Transcribe the records below exactly.
═══ Dataset extract
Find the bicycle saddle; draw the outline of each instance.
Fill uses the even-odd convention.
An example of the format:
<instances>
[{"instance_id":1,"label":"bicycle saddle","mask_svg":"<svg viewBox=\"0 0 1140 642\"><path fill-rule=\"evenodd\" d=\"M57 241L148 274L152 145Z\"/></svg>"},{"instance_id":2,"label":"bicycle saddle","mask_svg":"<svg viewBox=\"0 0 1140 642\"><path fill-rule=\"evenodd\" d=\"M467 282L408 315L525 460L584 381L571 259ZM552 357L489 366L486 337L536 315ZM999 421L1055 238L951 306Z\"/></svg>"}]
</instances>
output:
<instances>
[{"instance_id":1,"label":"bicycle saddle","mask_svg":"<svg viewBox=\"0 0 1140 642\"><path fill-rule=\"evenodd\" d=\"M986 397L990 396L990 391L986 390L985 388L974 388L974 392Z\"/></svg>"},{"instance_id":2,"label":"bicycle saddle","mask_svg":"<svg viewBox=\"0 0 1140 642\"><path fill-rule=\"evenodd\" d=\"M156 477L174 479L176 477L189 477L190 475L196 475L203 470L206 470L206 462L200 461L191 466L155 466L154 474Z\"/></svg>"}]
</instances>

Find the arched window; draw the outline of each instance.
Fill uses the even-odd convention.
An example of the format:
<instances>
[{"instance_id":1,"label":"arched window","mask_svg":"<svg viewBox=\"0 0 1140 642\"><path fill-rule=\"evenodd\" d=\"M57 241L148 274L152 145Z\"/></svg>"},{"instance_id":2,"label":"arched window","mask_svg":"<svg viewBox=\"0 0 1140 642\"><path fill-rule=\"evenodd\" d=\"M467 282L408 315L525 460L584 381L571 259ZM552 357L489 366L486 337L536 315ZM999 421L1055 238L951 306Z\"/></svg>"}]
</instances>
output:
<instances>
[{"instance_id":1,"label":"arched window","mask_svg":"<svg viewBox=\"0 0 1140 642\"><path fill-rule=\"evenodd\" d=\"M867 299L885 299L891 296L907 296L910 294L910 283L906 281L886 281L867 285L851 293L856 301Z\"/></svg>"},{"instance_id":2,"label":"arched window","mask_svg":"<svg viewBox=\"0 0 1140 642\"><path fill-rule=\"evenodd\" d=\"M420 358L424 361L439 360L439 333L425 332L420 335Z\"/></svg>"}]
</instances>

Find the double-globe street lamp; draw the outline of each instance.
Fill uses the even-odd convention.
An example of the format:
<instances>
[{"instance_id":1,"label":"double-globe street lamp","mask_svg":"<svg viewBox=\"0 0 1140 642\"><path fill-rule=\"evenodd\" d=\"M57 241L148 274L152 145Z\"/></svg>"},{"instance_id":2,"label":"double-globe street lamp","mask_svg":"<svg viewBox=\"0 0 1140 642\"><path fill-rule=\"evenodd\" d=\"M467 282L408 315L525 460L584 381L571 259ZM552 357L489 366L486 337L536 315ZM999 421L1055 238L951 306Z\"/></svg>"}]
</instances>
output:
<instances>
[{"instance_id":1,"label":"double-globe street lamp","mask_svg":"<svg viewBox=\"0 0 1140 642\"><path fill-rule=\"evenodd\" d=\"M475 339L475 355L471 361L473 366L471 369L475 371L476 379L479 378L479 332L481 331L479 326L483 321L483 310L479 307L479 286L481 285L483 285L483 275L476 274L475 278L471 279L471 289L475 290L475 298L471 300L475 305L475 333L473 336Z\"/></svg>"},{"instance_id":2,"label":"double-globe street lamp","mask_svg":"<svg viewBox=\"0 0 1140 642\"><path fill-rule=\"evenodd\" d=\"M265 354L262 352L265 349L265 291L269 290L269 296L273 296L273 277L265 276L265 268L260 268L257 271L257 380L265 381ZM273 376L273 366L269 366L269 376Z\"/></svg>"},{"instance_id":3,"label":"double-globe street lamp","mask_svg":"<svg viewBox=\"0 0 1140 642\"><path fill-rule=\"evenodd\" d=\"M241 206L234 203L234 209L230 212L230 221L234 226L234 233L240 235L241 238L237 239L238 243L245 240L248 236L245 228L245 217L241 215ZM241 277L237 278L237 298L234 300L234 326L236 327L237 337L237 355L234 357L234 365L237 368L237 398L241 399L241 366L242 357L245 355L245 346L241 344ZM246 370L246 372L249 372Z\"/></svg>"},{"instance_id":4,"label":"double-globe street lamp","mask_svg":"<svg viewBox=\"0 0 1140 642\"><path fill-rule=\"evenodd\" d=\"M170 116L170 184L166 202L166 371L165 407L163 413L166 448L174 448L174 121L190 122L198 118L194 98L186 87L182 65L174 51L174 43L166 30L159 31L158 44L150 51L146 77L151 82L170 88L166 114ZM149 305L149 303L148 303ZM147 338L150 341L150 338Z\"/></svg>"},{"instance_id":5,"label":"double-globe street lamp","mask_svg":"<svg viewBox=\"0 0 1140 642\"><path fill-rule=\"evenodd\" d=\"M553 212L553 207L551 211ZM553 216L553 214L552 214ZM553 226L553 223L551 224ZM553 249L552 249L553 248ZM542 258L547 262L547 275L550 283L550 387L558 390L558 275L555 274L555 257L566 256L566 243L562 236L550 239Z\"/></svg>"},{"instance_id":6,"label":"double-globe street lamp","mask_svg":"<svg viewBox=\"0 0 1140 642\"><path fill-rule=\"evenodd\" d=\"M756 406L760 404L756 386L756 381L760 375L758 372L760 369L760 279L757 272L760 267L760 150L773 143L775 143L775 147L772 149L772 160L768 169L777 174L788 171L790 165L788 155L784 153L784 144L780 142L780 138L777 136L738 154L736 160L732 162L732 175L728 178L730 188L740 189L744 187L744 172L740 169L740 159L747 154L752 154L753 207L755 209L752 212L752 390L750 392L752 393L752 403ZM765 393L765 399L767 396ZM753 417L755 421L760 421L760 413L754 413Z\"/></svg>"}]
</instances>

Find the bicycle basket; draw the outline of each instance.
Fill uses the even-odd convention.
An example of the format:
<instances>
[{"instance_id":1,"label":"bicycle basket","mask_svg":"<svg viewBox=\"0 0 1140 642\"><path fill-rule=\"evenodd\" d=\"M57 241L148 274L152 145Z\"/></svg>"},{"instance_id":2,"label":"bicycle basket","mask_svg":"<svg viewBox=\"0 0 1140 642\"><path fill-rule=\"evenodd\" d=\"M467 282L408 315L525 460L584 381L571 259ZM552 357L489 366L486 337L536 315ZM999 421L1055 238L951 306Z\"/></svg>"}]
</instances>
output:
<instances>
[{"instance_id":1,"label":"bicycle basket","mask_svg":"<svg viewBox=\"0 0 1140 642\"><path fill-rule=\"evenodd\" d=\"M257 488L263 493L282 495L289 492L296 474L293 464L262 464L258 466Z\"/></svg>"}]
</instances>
══════
(Answer to this problem):
Find the bicycle saddle; draw the outline of each instance.
Fill uses the even-odd convention.
An example of the format:
<instances>
[{"instance_id":1,"label":"bicycle saddle","mask_svg":"<svg viewBox=\"0 0 1140 642\"><path fill-rule=\"evenodd\" d=\"M57 241L148 274L152 145Z\"/></svg>"},{"instance_id":2,"label":"bicycle saddle","mask_svg":"<svg viewBox=\"0 0 1140 642\"><path fill-rule=\"evenodd\" d=\"M467 282L408 315L525 460L584 381L571 259ZM552 357L489 366L486 337L536 315ZM999 421L1055 238L951 306Z\"/></svg>"}]
</instances>
output:
<instances>
[{"instance_id":1,"label":"bicycle saddle","mask_svg":"<svg viewBox=\"0 0 1140 642\"><path fill-rule=\"evenodd\" d=\"M986 397L990 396L990 391L986 390L985 388L974 388L974 392Z\"/></svg>"},{"instance_id":2,"label":"bicycle saddle","mask_svg":"<svg viewBox=\"0 0 1140 642\"><path fill-rule=\"evenodd\" d=\"M156 477L174 479L176 477L189 477L190 475L196 475L203 470L206 470L206 462L200 461L191 466L155 466L154 474Z\"/></svg>"}]
</instances>

Find the arched window; draw the outline of each instance.
Fill uses the even-odd convention.
An example of the format:
<instances>
[{"instance_id":1,"label":"arched window","mask_svg":"<svg viewBox=\"0 0 1140 642\"><path fill-rule=\"evenodd\" d=\"M57 241L148 274L152 145Z\"/></svg>"},{"instance_id":2,"label":"arched window","mask_svg":"<svg viewBox=\"0 0 1140 642\"><path fill-rule=\"evenodd\" d=\"M467 282L408 315L525 460L584 381L571 259ZM552 357L489 366L486 337L536 315ZM999 421L1055 238L951 306Z\"/></svg>"}]
</instances>
output:
<instances>
[{"instance_id":1,"label":"arched window","mask_svg":"<svg viewBox=\"0 0 1140 642\"><path fill-rule=\"evenodd\" d=\"M867 299L885 299L891 296L907 296L910 294L910 283L906 281L886 281L867 285L851 293L856 301Z\"/></svg>"},{"instance_id":2,"label":"arched window","mask_svg":"<svg viewBox=\"0 0 1140 642\"><path fill-rule=\"evenodd\" d=\"M420 358L424 361L439 360L439 333L425 332L420 335Z\"/></svg>"}]
</instances>

Find the double-globe street lamp; draw the outline of each instance.
Fill uses the even-odd convention.
An example of the format:
<instances>
[{"instance_id":1,"label":"double-globe street lamp","mask_svg":"<svg viewBox=\"0 0 1140 642\"><path fill-rule=\"evenodd\" d=\"M57 241L148 274L152 145Z\"/></svg>"},{"instance_id":2,"label":"double-globe street lamp","mask_svg":"<svg viewBox=\"0 0 1140 642\"><path fill-rule=\"evenodd\" d=\"M467 282L408 315L525 460L584 381L571 259ZM552 357L489 366L486 337L536 315ZM999 421L1055 238L951 306Z\"/></svg>"}]
</instances>
output:
<instances>
[{"instance_id":1,"label":"double-globe street lamp","mask_svg":"<svg viewBox=\"0 0 1140 642\"><path fill-rule=\"evenodd\" d=\"M475 339L475 355L471 361L473 366L471 369L475 371L476 379L479 378L479 332L481 331L479 326L483 321L483 310L479 307L479 286L481 285L483 285L483 275L476 274L475 278L471 279L471 289L475 290L475 298L471 300L475 305L475 333L473 336Z\"/></svg>"},{"instance_id":2,"label":"double-globe street lamp","mask_svg":"<svg viewBox=\"0 0 1140 642\"><path fill-rule=\"evenodd\" d=\"M265 354L262 352L265 349L265 291L269 290L269 296L273 296L273 277L265 276L265 268L260 268L257 271L257 380L265 381ZM273 376L273 366L269 366L269 376Z\"/></svg>"},{"instance_id":3,"label":"double-globe street lamp","mask_svg":"<svg viewBox=\"0 0 1140 642\"><path fill-rule=\"evenodd\" d=\"M241 206L234 203L234 209L230 212L230 221L234 226L234 233L240 235L241 238L237 239L238 243L245 240L248 236L245 228L245 217L241 215ZM241 277L237 278L237 298L234 300L234 326L236 327L237 337L237 355L234 357L234 365L237 368L237 398L241 399L241 366L242 357L245 355L245 346L241 344ZM246 370L246 372L249 372Z\"/></svg>"},{"instance_id":4,"label":"double-globe street lamp","mask_svg":"<svg viewBox=\"0 0 1140 642\"><path fill-rule=\"evenodd\" d=\"M170 116L170 184L166 202L166 371L165 407L163 413L166 448L174 448L174 121L190 122L198 118L194 98L186 87L182 65L174 51L174 43L166 30L159 31L158 44L150 51L146 77L151 82L170 88L166 114ZM149 305L149 303L148 303ZM147 338L150 341L150 338Z\"/></svg>"},{"instance_id":5,"label":"double-globe street lamp","mask_svg":"<svg viewBox=\"0 0 1140 642\"><path fill-rule=\"evenodd\" d=\"M553 212L553 207L551 211ZM553 216L553 214L552 214ZM553 226L553 223L551 224ZM553 249L552 249L553 248ZM542 258L547 262L547 275L550 283L550 387L558 390L558 275L555 274L555 257L566 256L566 243L562 236L550 239Z\"/></svg>"},{"instance_id":6,"label":"double-globe street lamp","mask_svg":"<svg viewBox=\"0 0 1140 642\"><path fill-rule=\"evenodd\" d=\"M756 406L760 404L756 386L756 381L760 375L758 372L760 369L760 279L757 272L760 267L760 150L773 143L775 143L775 147L772 149L772 160L768 169L777 174L788 171L790 165L788 155L784 153L784 144L780 142L780 138L777 136L738 154L736 160L732 162L732 175L728 178L730 188L740 189L744 187L744 172L740 169L740 159L747 154L752 154L753 207L755 209L752 212L752 390L750 392L752 393L752 403ZM765 393L765 399L767 396ZM753 417L755 421L760 421L760 413L754 413Z\"/></svg>"}]
</instances>

Find the bicycle basket; draw the outline of each instance.
Fill uses the even-odd convention.
An example of the format:
<instances>
[{"instance_id":1,"label":"bicycle basket","mask_svg":"<svg viewBox=\"0 0 1140 642\"><path fill-rule=\"evenodd\" d=\"M57 241L148 274L152 145Z\"/></svg>"},{"instance_id":2,"label":"bicycle basket","mask_svg":"<svg viewBox=\"0 0 1140 642\"><path fill-rule=\"evenodd\" d=\"M467 282L408 315L525 460L584 381L571 259ZM552 357L489 366L486 337L536 315ZM999 421L1055 238L951 306Z\"/></svg>"}]
</instances>
output:
<instances>
[{"instance_id":1,"label":"bicycle basket","mask_svg":"<svg viewBox=\"0 0 1140 642\"><path fill-rule=\"evenodd\" d=\"M257 488L263 493L282 495L289 492L296 474L293 464L262 464L258 466Z\"/></svg>"}]
</instances>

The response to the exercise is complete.